公益社団法人発明協会

高度経済成長期

トランジスタラジオ

イノベーションに至る経緯

 前章でも述べたように、本稿で解説する「トランジスタラジオ」は、 ソニーのグローバル企業の歩みにおいて重要な役割を果たした。しかしながら、その背景には、井深のほか、ソニーの社員たちの挑戦がある。本章においては、ソニーの社史である『GENRYU 源流』や相田洋『電子立国日本の自叙伝上巻』などの文献を基に、主にソニーのトランジスタラジオ「TR-55」の開発、市場化に至る経緯を紹介していきたい。そして、次章において技術の概要に関して紹介する。

(1) 井深大とトランジスタの出会い

 1945年、井深は東京通信研究所を創設し、ラジオの修理改造、電気炊飯器の製造などを手掛ける事業を開始した。翌1946年には、盛田や岩間和夫(以下「岩間」と呼ぶ)などの参加を得て、東京通信工業として正式に事業をスタートした。当時、真空管電圧計・ピックアップなどの特注品や自主商品を手掛けていたソニーに転機が訪れる。仕事の関係で出入りしていたNHKの放送会館で3見かけたテープレコーダーがヒントとなり、録音機と録音テープの開発に乗り出したのである。試行錯誤の連続ではあったが、日本初のG型テープレコーダーに始まり、視聴覚教育で販路を拡大したH型、P型など、テープレコーダー事業が何とか軌道に乗り始め、ソニーは次なる事業の柱の模索を始めた。

 そのような中で、井深は米国の雑誌でベル研究所によるトランジスタの発明に関するニュースを読んだ。1948年のことであった。当初、井深は少年時代に使用していた鉱石ラジオを思い浮かべ、将来性はないと判断した。しかしながら、1952年に井深が米国を視察した際、転機が訪れた。

* **与えられた行**:
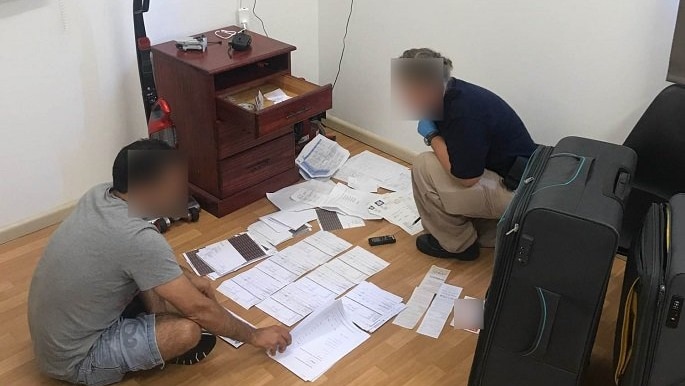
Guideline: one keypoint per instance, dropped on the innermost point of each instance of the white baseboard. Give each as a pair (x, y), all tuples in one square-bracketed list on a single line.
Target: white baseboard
[(34, 224), (39, 222), (371, 139)]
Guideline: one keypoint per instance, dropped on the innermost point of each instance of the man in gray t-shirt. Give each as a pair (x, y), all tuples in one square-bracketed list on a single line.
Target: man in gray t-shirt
[(101, 258)]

* **課題の指示**: トランジスタラジオ開発の経緯を述べた本文の続きを、最後の文の後から書き進めてください。 ここに並ぶ行は、本文とは別の出典から取られたものです。

* **作業結果**:
 1952年、井深は録音機の販路開拓のため、米国に出張に来ていた。ある日、米国の友人が井深を訪ね、WE社のトランジスタの技術の特許に関する話を持ちかけてきた。WE社はベル研究所の親会社であり、トランジスタの製造技術に関する特許を保有していた。WE社にライセンス料を払えば、特許の使用を許されたのである。しかし、WE社が認めたのは製造技術の使用のみであり、製造ノウハウについては一切公開されないとのことであった。

 当時、ソニーは急速に成長を遂げているベンチャー企業であり、レコーダーの開発のため、多くの優秀な技術者を雇っていた。井深はこうした優秀な技術者を有効に生かす挑戦的な課題はないかと苦慮していた。技術開発の困難性と技術の潜在性という観点では、トランジスタは魅力的な製品であった。そのような考えの下、井深はトランジスタ事業への参入を決意した。

(2) ライセンス契約の締結と技術の学習―開発を支えた「岩間レポート」

 当時、WE社はトランジスタに関する基本特許と製造特許の使用料を2万5000ドルに設定していた。WE社からの特許の使用許可は、井深の米国での案内人である山田志道の尽力により1953年には下りていたものの、通産省からの外貨の使用許可が下りず、調印できない状況にあった。しかし、1953年末になり、ようやくソニーに外貨使用の許可が下りたのである。こうして、1954年、ソニーはトランジスタに関する基本特許を使用することができるようになり、本格的にトランジスタの製造・開発を進めていった。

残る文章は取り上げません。